# START OF MATERIAL PROVIDED

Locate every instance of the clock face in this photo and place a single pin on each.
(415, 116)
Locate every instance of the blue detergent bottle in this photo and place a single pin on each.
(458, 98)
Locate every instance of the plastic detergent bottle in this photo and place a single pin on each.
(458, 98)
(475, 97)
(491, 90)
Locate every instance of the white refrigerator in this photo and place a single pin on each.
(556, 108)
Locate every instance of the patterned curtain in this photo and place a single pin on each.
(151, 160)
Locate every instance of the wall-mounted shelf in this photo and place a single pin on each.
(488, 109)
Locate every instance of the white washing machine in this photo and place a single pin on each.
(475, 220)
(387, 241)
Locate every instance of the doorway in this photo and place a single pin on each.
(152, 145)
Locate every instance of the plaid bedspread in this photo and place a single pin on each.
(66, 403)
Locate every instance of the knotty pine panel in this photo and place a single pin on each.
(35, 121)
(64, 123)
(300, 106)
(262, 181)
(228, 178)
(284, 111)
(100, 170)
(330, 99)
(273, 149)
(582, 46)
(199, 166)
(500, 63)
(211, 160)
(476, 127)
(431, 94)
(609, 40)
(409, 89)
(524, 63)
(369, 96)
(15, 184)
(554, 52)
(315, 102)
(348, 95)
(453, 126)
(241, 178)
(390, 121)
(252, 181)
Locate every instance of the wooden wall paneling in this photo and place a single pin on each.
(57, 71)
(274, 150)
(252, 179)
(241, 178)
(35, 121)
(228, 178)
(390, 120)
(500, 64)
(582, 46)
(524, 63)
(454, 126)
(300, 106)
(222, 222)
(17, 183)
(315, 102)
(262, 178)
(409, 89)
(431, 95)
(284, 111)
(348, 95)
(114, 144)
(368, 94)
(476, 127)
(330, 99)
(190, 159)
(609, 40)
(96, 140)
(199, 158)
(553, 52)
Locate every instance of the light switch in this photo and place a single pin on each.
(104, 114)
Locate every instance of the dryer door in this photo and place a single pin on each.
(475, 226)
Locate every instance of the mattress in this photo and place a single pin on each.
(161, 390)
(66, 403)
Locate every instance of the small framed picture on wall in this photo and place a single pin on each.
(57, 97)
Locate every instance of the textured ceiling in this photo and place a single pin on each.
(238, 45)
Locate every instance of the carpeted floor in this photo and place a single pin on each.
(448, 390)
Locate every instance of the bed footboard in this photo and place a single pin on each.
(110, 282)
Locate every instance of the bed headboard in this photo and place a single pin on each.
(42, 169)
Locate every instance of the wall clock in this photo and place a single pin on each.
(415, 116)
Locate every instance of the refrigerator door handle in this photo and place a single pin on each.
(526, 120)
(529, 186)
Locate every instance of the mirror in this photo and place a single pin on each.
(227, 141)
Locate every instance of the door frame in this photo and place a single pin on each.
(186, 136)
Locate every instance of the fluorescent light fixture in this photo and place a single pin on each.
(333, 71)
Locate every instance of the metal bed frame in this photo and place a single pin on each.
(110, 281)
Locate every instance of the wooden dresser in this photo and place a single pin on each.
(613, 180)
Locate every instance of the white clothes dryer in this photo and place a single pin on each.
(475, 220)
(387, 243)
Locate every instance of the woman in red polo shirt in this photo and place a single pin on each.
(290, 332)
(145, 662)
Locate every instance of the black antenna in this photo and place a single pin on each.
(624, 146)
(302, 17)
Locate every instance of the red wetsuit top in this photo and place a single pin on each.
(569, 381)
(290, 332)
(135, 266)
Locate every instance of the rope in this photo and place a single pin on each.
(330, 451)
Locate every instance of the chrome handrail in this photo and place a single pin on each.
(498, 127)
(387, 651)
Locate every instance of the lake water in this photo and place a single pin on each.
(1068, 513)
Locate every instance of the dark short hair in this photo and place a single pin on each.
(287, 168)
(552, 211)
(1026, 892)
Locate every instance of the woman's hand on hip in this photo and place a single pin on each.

# END OF MATERIAL PROVIDED

THE EXERCISE: Copy everything from the line containing "Locate every instance of the door frame" down to the end of the listing, keeping each line unchanged.

EXPECTED OUTPUT:
Locate every instance of the door frame in this photo and place a single pin on each.
(186, 136)
Locate every instance of the fluorescent light fixture in this photo and place a single pin on each.
(333, 71)
Locate every instance of the metal bed frame in this photo and place a single pin on each.
(110, 281)
Locate every instance of the wooden dresser in this photo and place a single pin on each.
(613, 180)
Locate every instance of the white clothes dryer in this photo and place a single pin on each.
(475, 220)
(387, 243)
Locate every instance of the woman in red polo shirt in this photo and place a single pin on each.
(290, 332)
(145, 662)
Locate every instance of the black antenna in this photo and place a single pin on each.
(624, 146)
(302, 17)
Locate every instance of the red wetsuit top in this photo and place a single pin on each.
(569, 381)
(290, 332)
(135, 266)
Locate every instance of the rope in this photo and place a single pin on each.
(330, 451)
Locate every instance of the chrome handrail in this photo and place a single pin on each.
(498, 127)
(387, 651)
Locate every instance of the lake water in this photo and place a single pin on each.
(1068, 513)
Locate every instance of the dark short hair in this photo and place a single pin on each.
(287, 168)
(552, 211)
(1026, 892)
Locate every instance of the woman's hand on hip in this photo and place a single pin on each.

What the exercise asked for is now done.